* TEKS BACAAN:
Banyaknya waktu yang diberikan dalam hidup ini, sebenarnya hanya berpengaruh jika waktu-waktu itu digunakan untuk mencari fadhilah. Dan pada lailatul qadar, kebaikan yang tidak terhitung jumlahnya disebarkan ke seluruh pelosok bumi, dan banyaknya fadhilah tersebut pada malam itu tidak akan ditemukan walaupun seseorang hidup seribu bulan lamanya.
Terkait ayat 3 ini ada beberapa pendapat mengenai penjelasannya.
Abu Aliyah berpendapat: Sebuah perbuatan baik yang dilakukan pada lailatul qadar itu akan diganjar dengan pahala perbuatan baik selama seribu bulan yang dilakukan di hari-hari biasa.

Entri anotasi koordinat

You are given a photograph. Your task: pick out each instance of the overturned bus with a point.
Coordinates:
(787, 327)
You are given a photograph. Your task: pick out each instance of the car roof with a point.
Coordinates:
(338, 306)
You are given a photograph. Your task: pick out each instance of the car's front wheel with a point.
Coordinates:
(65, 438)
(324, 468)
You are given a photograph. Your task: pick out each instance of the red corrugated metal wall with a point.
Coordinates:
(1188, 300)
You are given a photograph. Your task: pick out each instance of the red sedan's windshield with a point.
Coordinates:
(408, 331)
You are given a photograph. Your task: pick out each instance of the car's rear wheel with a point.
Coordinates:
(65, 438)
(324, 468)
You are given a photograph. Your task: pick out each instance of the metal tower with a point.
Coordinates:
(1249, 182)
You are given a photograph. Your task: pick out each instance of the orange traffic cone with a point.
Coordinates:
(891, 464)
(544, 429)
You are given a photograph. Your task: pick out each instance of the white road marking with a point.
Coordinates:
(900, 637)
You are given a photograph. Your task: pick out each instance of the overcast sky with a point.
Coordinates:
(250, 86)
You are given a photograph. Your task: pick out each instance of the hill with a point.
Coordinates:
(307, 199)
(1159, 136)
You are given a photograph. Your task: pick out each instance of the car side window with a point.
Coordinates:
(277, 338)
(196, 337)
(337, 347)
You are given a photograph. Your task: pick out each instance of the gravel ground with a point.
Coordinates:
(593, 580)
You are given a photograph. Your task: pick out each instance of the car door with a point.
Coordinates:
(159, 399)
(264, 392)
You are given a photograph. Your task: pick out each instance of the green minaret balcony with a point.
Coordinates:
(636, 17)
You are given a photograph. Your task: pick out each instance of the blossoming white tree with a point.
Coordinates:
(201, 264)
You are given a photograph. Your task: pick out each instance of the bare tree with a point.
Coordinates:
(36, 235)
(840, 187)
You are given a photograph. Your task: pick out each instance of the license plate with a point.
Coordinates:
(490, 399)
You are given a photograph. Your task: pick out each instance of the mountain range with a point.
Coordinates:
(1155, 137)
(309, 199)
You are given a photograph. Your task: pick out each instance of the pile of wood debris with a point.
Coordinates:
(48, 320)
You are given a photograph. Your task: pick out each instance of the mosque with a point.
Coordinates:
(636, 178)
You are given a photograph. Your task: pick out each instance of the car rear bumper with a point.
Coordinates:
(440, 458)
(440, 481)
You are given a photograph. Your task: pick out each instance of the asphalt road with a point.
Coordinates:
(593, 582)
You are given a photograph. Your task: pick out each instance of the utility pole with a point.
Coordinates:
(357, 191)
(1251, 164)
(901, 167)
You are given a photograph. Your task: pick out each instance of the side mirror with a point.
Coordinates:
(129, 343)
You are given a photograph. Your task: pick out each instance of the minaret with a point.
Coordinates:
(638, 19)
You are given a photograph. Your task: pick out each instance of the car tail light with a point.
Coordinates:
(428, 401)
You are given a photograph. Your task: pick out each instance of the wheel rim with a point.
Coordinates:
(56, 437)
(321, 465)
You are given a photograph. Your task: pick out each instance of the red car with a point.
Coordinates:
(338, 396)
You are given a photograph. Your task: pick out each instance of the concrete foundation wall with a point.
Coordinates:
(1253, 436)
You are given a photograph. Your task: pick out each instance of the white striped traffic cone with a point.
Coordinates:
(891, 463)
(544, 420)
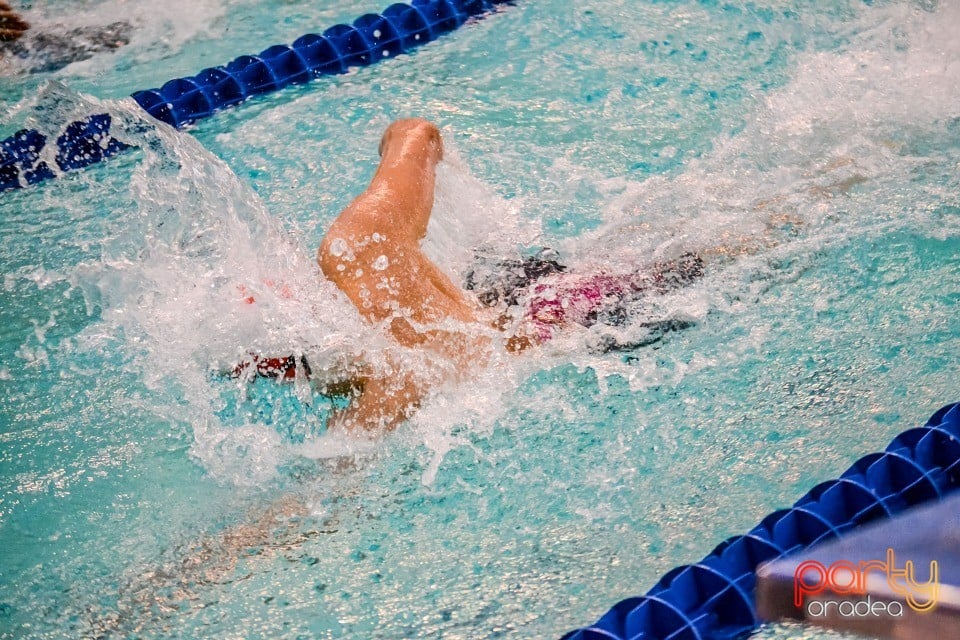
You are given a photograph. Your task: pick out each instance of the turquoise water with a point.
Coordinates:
(143, 495)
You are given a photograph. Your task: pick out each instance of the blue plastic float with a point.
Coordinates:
(370, 39)
(713, 599)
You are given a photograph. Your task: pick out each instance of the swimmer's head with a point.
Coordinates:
(411, 135)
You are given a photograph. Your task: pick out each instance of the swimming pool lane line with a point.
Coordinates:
(369, 39)
(713, 599)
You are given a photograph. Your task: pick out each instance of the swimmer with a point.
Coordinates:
(372, 254)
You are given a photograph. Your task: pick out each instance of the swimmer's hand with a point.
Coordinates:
(379, 404)
(12, 26)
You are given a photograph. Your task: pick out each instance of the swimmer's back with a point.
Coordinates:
(372, 251)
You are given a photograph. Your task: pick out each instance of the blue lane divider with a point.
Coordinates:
(371, 38)
(713, 599)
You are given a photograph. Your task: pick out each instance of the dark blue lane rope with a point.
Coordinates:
(713, 599)
(370, 39)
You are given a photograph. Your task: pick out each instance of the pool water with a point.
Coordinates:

* TUGAS LATIHAN:
1. Kutiplah bagian teks bacaan tanpa mengubah satu kata pun, dimulai dari "Banyaknya waktu yang" dan berlanjut sampai dengan "pendapat mengenai penjelasannya.".
2. Cetak ulang baris-baris dalam daftar secara persis, dimulai dari baris yang memuat "float with a point." dan berlanjut sampai dengan baris terakhir daftar. Tuliskan hanya baris-baris tersebut.

* KUNCI JAWABAN:
1.
Banyaknya waktu yang diberikan dalam hidup ini, sebenarnya hanya berpengaruh jika waktu-waktu itu digunakan untuk mencari fadhilah. Dan pada lailatul qadar, kebaikan yang tidak terhitung jumlahnya disebarkan ke seluruh pelosok bumi, dan banyaknya fadhilah tersebut pada malam itu tidak akan ditemukan walaupun seseorang hidup seribu bulan lamanya.
Terkait ayat 3 ini ada beberapa pendapat mengenai penjelasannya.

2.
You are given a photograph. Your task: pick out each instance of the blue plastic float with a point.
Coordinates:
(370, 39)
(713, 599)
You are given a photograph. Your task: pick out each instance of the swimmer's head with a point.
Coordinates:
(411, 135)
You are given a photograph. Your task: pick out each instance of the swimming pool lane line with a point.
Coordinates:
(369, 39)
(713, 599)
You are given a photograph. Your task: pick out each instance of the swimmer with a point.
Coordinates:
(372, 254)
You are given a photograph. Your task: pick out each instance of the swimmer's hand with a point.
Coordinates:
(379, 404)
(12, 26)
You are given a photograph. Your task: pick out each instance of the swimmer's back with a point.
Coordinates:
(372, 251)
You are given a photograph. Your task: pick out each instance of the blue lane divider with a point.
Coordinates:
(371, 38)
(713, 599)
You are given a photograph. Your task: pick out each instance of the dark blue lane rope with a point.
Coordinates:
(713, 599)
(370, 39)
You are given a photograph. Your task: pick out each instance of the pool water with a point.
Coordinates:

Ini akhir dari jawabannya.